-- Task to complete --
Beneath this task are records; print exactly the stretch of them from the line with "Query: black roll cage" through the line with "Query: steering wheel", both ends included.

Data extracted from a collection
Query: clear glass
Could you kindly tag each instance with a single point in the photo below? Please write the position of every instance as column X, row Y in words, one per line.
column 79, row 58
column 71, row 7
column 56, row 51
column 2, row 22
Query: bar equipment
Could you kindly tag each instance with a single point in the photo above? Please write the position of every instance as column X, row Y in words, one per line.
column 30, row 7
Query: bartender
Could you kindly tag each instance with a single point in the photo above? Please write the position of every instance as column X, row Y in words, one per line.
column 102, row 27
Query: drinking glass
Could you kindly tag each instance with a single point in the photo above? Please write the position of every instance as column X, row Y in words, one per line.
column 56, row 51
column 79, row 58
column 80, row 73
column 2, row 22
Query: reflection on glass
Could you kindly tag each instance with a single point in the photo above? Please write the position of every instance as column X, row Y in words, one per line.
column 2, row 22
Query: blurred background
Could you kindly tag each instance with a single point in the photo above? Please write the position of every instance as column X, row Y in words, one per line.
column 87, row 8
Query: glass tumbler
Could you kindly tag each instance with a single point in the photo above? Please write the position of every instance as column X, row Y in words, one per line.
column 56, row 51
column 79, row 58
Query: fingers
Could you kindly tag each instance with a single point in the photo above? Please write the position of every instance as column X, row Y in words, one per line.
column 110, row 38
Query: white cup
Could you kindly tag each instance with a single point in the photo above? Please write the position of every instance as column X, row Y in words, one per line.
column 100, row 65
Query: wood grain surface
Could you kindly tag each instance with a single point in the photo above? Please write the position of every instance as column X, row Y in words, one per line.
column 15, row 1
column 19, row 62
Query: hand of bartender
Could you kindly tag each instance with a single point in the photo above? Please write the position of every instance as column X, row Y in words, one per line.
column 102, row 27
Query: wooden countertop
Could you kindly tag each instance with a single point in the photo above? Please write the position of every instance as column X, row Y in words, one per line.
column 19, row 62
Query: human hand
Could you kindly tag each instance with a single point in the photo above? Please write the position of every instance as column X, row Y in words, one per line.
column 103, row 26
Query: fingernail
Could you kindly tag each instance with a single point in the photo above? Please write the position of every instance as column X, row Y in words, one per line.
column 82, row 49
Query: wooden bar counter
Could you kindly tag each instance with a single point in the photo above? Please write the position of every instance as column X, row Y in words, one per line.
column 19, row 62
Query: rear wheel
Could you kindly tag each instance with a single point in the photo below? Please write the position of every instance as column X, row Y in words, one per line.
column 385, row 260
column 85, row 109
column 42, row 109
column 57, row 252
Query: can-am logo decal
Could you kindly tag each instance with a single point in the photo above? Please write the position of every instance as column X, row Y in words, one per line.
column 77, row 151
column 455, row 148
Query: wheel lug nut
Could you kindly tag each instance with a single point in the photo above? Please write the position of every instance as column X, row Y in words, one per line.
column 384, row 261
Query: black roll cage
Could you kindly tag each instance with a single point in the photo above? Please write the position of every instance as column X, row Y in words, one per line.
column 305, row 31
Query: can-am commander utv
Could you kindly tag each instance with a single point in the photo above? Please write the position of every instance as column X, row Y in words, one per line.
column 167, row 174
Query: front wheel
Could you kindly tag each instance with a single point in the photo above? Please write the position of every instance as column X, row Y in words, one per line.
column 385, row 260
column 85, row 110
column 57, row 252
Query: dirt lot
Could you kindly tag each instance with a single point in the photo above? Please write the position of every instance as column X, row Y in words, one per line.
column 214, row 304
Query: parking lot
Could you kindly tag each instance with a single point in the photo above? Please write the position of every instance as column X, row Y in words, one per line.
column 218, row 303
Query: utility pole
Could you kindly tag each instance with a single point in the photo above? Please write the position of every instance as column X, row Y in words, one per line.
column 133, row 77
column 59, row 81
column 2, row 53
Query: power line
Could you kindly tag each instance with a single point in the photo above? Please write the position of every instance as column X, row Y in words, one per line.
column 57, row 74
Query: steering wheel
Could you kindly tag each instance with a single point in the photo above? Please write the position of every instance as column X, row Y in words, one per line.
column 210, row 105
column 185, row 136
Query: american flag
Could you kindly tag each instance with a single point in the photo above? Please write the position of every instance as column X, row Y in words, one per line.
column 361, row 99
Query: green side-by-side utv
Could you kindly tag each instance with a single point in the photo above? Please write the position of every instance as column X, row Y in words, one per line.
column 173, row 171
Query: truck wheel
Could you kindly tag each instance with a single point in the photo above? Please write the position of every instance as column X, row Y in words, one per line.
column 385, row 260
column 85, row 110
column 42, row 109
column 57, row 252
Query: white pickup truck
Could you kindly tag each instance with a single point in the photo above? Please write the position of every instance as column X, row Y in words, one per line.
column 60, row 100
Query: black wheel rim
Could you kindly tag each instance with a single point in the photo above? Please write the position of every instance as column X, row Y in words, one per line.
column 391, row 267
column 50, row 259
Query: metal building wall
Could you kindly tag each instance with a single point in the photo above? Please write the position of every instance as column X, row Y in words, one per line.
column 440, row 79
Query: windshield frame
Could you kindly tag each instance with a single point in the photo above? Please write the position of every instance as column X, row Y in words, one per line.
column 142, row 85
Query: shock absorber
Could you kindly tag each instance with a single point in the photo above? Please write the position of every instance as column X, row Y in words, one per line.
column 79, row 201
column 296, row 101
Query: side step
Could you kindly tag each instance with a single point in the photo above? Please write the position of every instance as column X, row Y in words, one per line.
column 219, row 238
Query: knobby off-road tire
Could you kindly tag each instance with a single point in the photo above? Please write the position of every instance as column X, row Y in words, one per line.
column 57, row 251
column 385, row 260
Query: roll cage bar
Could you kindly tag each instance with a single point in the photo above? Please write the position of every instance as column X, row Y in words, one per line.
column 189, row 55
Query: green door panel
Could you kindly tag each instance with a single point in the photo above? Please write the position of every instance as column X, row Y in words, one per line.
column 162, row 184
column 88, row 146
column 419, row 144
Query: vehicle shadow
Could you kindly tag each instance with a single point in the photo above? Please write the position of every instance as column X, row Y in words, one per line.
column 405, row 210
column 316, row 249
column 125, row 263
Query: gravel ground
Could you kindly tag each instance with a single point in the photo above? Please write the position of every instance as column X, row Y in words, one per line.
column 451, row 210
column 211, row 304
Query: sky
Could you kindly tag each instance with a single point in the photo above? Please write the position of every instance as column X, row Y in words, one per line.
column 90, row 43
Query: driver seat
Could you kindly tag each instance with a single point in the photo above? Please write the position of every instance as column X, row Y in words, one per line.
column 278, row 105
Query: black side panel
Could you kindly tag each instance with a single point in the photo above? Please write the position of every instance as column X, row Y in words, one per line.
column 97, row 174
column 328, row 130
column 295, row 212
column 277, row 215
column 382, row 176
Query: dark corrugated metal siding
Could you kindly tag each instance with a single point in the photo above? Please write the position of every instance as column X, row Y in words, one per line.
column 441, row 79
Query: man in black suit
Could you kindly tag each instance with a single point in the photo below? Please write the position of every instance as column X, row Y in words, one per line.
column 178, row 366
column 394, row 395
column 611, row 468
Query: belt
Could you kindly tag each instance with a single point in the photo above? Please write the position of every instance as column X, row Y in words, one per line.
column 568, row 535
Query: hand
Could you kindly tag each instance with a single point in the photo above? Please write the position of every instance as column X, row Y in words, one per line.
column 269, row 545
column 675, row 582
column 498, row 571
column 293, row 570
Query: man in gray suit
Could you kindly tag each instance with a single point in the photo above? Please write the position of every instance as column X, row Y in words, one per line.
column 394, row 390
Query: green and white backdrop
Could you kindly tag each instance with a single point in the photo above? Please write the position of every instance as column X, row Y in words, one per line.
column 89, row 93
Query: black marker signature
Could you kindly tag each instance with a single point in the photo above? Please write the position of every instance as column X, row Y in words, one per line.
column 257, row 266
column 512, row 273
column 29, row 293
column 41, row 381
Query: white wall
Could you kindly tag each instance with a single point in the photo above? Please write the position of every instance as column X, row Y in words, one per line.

-- Result of the task --
Query: black roll cage
Could you kindly tag each instance with a single point in the photo above? Please write the position of every instance as column X, row Y in words, one per line.
column 305, row 31
Query: can-am commander utv
Could you kindly tag each instance with a single point in the photo above? Please write the position of every instance as column X, row Y in words, one per line.
column 167, row 174
Query: front wheel
Could you kindly tag each instance with a single point in the photo above? Please write the position of every instance as column X, row Y in words, one per line.
column 385, row 260
column 85, row 110
column 57, row 252
Query: dirt lot
Could you kindly tag each instance with a single point in the photo above? Please write the position of every instance as column X, row Y in words, one per line.
column 214, row 304
Query: parking lot
Could you kindly tag each instance with a single point in the photo above? Please write the position of every instance as column X, row Y in words, one per line.
column 218, row 303
Query: utility pole
Could you kindly tag each instance with a single point in the photo above? Please write the position of every instance as column X, row Y in words, one per line.
column 133, row 77
column 59, row 81
column 2, row 53
Query: power line
Could you kindly tag each instance with a single point in the photo above? Please write the position of every instance as column X, row Y in words, one per line.
column 57, row 74
Query: steering wheel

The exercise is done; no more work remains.